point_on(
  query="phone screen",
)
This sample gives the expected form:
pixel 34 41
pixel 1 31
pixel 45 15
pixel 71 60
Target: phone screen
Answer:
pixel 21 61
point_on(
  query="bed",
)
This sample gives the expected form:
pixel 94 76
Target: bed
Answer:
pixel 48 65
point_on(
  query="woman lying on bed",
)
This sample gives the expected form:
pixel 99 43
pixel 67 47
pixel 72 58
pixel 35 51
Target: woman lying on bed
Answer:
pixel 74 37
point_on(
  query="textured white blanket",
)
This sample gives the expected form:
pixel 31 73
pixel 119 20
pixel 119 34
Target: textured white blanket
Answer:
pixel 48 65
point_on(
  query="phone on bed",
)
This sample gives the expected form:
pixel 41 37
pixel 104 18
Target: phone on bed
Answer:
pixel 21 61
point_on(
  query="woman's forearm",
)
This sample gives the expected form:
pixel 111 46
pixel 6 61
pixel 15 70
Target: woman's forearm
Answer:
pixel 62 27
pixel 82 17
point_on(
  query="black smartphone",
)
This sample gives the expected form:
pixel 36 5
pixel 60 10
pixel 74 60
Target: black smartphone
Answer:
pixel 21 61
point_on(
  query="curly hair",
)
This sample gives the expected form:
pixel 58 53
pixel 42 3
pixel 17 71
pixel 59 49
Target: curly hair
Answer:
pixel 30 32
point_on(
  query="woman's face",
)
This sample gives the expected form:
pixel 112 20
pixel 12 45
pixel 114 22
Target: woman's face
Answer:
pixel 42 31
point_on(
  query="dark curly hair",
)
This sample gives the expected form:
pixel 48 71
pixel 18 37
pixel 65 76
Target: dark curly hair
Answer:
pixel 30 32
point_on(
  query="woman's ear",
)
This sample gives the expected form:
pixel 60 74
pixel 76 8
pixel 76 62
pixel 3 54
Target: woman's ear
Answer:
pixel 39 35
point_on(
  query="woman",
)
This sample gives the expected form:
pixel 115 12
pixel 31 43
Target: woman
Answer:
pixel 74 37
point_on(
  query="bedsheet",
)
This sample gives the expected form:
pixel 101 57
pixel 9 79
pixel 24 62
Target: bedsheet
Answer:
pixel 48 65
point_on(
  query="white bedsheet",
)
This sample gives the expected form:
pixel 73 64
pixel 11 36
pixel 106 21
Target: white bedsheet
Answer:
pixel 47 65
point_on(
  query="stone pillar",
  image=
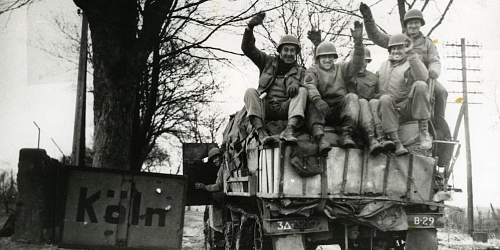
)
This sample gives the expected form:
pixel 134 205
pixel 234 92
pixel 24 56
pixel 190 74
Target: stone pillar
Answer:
pixel 39 197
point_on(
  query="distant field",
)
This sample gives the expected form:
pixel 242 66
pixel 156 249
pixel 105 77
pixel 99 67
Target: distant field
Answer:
pixel 193 237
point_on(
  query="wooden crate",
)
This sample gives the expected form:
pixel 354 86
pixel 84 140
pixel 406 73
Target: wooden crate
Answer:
pixel 348 173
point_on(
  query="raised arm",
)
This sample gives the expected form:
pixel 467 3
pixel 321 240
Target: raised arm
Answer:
pixel 311 83
pixel 434 60
pixel 248 43
pixel 379 38
pixel 356 62
pixel 417 67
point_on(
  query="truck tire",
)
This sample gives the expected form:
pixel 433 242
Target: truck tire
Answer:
pixel 421 239
pixel 212 237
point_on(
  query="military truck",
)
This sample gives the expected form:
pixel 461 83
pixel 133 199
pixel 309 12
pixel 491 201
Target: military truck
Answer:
pixel 274 197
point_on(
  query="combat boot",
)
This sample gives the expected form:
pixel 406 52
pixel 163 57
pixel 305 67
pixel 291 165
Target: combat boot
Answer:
pixel 319 136
pixel 387 145
pixel 400 149
pixel 261 133
pixel 346 140
pixel 424 136
pixel 288 135
pixel 264 137
pixel 373 144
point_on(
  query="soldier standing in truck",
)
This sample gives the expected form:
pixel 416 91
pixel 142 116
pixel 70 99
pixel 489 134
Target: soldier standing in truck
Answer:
pixel 279 85
pixel 413 20
pixel 402 83
pixel 326 84
pixel 365 85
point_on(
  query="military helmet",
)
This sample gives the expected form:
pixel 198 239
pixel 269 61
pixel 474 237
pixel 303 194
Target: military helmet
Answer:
pixel 414 14
pixel 213 152
pixel 367 54
pixel 398 39
pixel 288 39
pixel 326 48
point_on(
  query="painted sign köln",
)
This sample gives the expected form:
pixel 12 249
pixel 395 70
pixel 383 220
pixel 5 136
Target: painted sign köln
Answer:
pixel 109 208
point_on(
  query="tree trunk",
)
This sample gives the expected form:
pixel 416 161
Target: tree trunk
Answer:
pixel 121 44
pixel 117 66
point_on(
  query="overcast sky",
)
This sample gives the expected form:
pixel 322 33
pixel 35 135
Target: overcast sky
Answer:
pixel 38 87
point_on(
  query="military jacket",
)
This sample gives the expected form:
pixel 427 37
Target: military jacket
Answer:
pixel 422 45
pixel 268 65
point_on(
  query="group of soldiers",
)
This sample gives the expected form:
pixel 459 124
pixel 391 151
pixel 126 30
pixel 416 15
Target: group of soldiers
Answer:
pixel 347 95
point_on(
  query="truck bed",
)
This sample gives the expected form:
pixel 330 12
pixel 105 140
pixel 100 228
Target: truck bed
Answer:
pixel 348 174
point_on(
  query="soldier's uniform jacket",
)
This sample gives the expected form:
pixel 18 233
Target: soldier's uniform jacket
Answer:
pixel 397 78
pixel 268 66
pixel 422 45
pixel 364 84
pixel 330 85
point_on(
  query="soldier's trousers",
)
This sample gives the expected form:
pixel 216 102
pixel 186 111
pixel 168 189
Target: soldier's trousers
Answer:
pixel 275 109
pixel 415 107
pixel 439 121
pixel 368 114
pixel 343 111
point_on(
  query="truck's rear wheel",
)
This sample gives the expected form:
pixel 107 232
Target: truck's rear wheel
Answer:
pixel 421 239
pixel 213 238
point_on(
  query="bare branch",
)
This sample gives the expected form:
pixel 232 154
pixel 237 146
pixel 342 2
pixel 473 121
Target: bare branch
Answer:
pixel 441 18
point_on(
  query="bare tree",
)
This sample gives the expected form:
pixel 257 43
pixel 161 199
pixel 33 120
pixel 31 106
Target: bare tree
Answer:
pixel 133 43
pixel 8 190
pixel 10 5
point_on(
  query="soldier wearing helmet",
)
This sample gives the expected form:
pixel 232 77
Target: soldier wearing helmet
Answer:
pixel 326 84
pixel 402 83
pixel 213 216
pixel 214 161
pixel 279 84
pixel 364 84
pixel 423 46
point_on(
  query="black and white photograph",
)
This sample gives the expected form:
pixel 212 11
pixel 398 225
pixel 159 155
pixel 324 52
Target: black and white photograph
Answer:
pixel 250 124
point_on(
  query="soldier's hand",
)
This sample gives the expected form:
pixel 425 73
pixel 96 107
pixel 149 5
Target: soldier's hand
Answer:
pixel 366 12
pixel 433 74
pixel 199 185
pixel 314 36
pixel 357 32
pixel 258 19
pixel 292 90
pixel 321 106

--- WHAT YOU NEED TO DO ---
Reproduce all of the entries above, substituting "Label" for every "Target" and keeping everything else unchanged. Leave out the pictures.

--- SOLUTION TO THIS EXERCISE ---
point_on(
  query="phone screen",
)
This sample gives the expected form:
pixel 34 41
pixel 1 31
pixel 45 15
pixel 71 60
Label: phone screen
Answer:
pixel 21 61
point_on(
  query="bed",
)
This sample gives the expected form:
pixel 94 76
Label: bed
Answer:
pixel 48 65
point_on(
  query="woman lying on bed",
)
This sample gives the expected form:
pixel 99 43
pixel 67 47
pixel 72 58
pixel 35 51
Label: woman lying on bed
Answer:
pixel 74 37
point_on(
  query="textured white blanket",
)
This sample gives the expected form:
pixel 31 73
pixel 119 20
pixel 119 34
Label: textured white blanket
Answer:
pixel 48 65
point_on(
  query="phone on bed",
)
This sample gives the expected form:
pixel 41 37
pixel 104 18
Label: phone on bed
Answer:
pixel 21 61
point_on(
  query="woman's forearm",
)
This sample gives the expected form:
pixel 111 46
pixel 6 61
pixel 15 70
Label: woman's forearm
Answer:
pixel 62 27
pixel 82 17
point_on(
  query="black smartphone",
)
This sample gives the expected form:
pixel 36 5
pixel 60 10
pixel 74 60
Label: black smartphone
Answer:
pixel 21 61
point_on(
  query="curly hair",
)
This sample gives the expected form:
pixel 58 53
pixel 42 3
pixel 17 71
pixel 59 49
Label: curly hair
Answer:
pixel 30 32
point_on(
  query="woman's face",
)
This sample gives the expected form:
pixel 112 20
pixel 12 45
pixel 114 22
Label: woman's face
Answer:
pixel 42 31
point_on(
  query="dark curly hair",
)
This sample gives the expected form:
pixel 48 71
pixel 18 37
pixel 65 76
Label: dark curly hair
Answer:
pixel 30 32
point_on(
  query="woman's ear",
)
This sample gives the expected form:
pixel 60 74
pixel 76 8
pixel 76 62
pixel 3 54
Label: woman's ear
Answer:
pixel 39 35
point_on(
  query="woman",
)
This sample gives the expected form:
pixel 115 12
pixel 31 43
Label: woman
Answer:
pixel 74 37
point_on(
  query="bedsheet",
)
This sample gives the expected form:
pixel 101 57
pixel 9 79
pixel 24 62
Label: bedsheet
Answer:
pixel 48 65
point_on(
  query="white bedsheet",
)
This sample gives the expected form:
pixel 73 64
pixel 11 36
pixel 106 21
Label: white bedsheet
Answer:
pixel 47 65
point_on(
  query="stone pillar",
  image=
)
This sample gives the expected form:
pixel 134 205
pixel 234 92
pixel 24 56
pixel 190 74
Label: stone pillar
Answer:
pixel 39 197
point_on(
  query="distant field",
)
This sample gives the expected form:
pixel 242 66
pixel 156 249
pixel 105 77
pixel 99 67
Label: distant field
Answer:
pixel 193 237
point_on(
  query="wooden crate",
)
This sample gives the expected form:
pixel 354 86
pixel 84 140
pixel 406 73
Label: wooden crate
Answer:
pixel 348 173
point_on(
  query="raised arm",
)
This sample gives the expected form:
pixel 467 3
pixel 321 240
Label: raised arm
Answer:
pixel 311 83
pixel 434 60
pixel 248 43
pixel 379 38
pixel 356 62
pixel 417 67
point_on(
  query="truck tire",
)
This sample gives the expected form:
pixel 433 242
Label: truck tire
Answer:
pixel 421 239
pixel 212 237
point_on(
  query="military truck",
)
This sample gives the expected form:
pixel 461 83
pixel 133 199
pixel 309 12
pixel 491 201
Label: military truck
Answer:
pixel 274 197
point_on(
  query="combat boot",
)
This sample gives the expected form:
pixel 406 52
pixel 163 57
pixel 305 67
pixel 291 165
Label: combat boot
Answer:
pixel 319 136
pixel 387 145
pixel 400 149
pixel 261 133
pixel 346 140
pixel 424 136
pixel 288 135
pixel 264 137
pixel 373 144
point_on(
  query="soldier standing in truck",
)
This sample gives the expected form:
pixel 416 91
pixel 142 116
pixel 70 99
pixel 489 134
Label: soldier standing in truck
Answer:
pixel 279 85
pixel 413 20
pixel 402 83
pixel 326 84
pixel 365 85
point_on(
  query="military helmet",
)
This sample gives the expected form:
pixel 198 239
pixel 269 61
pixel 474 237
pixel 303 194
Label: military helmet
Answer:
pixel 414 14
pixel 213 152
pixel 367 54
pixel 398 39
pixel 288 39
pixel 326 48
point_on(
  query="painted sign köln",
)
This sample gives the expected form:
pixel 12 249
pixel 395 70
pixel 383 220
pixel 5 136
Label: painted sign köln
Answer:
pixel 109 208
point_on(
  query="tree trunk",
)
This sample gives the expected form:
pixel 416 161
Label: tree trunk
Answer:
pixel 121 44
pixel 117 66
point_on(
  query="overcast sky",
)
This sample gives the expected form:
pixel 322 33
pixel 35 135
Label: overcast sky
Answer:
pixel 38 87
point_on(
  query="military jacket",
)
This sample gives the expected form:
pixel 427 37
Label: military jacket
Answer:
pixel 422 45
pixel 268 65
point_on(
  query="group of soldiers",
)
This sample gives the expected form:
pixel 459 124
pixel 391 151
pixel 126 30
pixel 416 15
Label: group of soldiers
Answer:
pixel 347 95
point_on(
  query="truck bed",
)
This sample gives the expected form:
pixel 330 12
pixel 105 140
pixel 100 228
Label: truck bed
Answer:
pixel 348 174
point_on(
  query="soldier's uniform jacket",
)
This sample gives the expected form:
pixel 18 233
Label: soldier's uniform jacket
Answer:
pixel 397 78
pixel 268 66
pixel 422 45
pixel 364 84
pixel 330 85
point_on(
  query="soldier's trousers",
)
This sample gives the expected form:
pixel 216 102
pixel 186 111
pixel 168 189
Label: soldier's trousers
Answer:
pixel 275 109
pixel 415 107
pixel 439 121
pixel 368 114
pixel 343 111
point_on(
  query="truck's rear wheel",
)
This sample gives the expected form:
pixel 107 232
Label: truck's rear wheel
Answer:
pixel 421 239
pixel 213 238
point_on(
  query="bare branch",
)
This sample gives the expected form:
pixel 232 154
pixel 237 146
pixel 342 2
pixel 473 121
Label: bare branch
Answer:
pixel 441 18
point_on(
  query="bare tree",
)
This sample gives the expected form:
pixel 257 43
pixel 161 199
pixel 33 120
pixel 31 106
Label: bare tree
Answer:
pixel 133 43
pixel 8 190
pixel 10 5
point_on(
  query="soldier wearing helmet",
)
This sample gives the expected form:
pixel 232 77
Label: soldier wearing helmet
Answer:
pixel 326 84
pixel 402 83
pixel 213 216
pixel 214 161
pixel 279 84
pixel 364 84
pixel 423 46
point_on(
  query="black and white photograph",
)
This sample gives the expected form:
pixel 212 11
pixel 398 225
pixel 159 155
pixel 324 52
Label: black and white photograph
Answer:
pixel 250 124
point_on(
  query="soldier's hand",
)
This sample gives the expected form:
pixel 425 73
pixel 96 107
pixel 149 5
Label: soldier's hand
Answer:
pixel 366 12
pixel 433 74
pixel 199 185
pixel 314 36
pixel 357 32
pixel 258 19
pixel 292 90
pixel 321 106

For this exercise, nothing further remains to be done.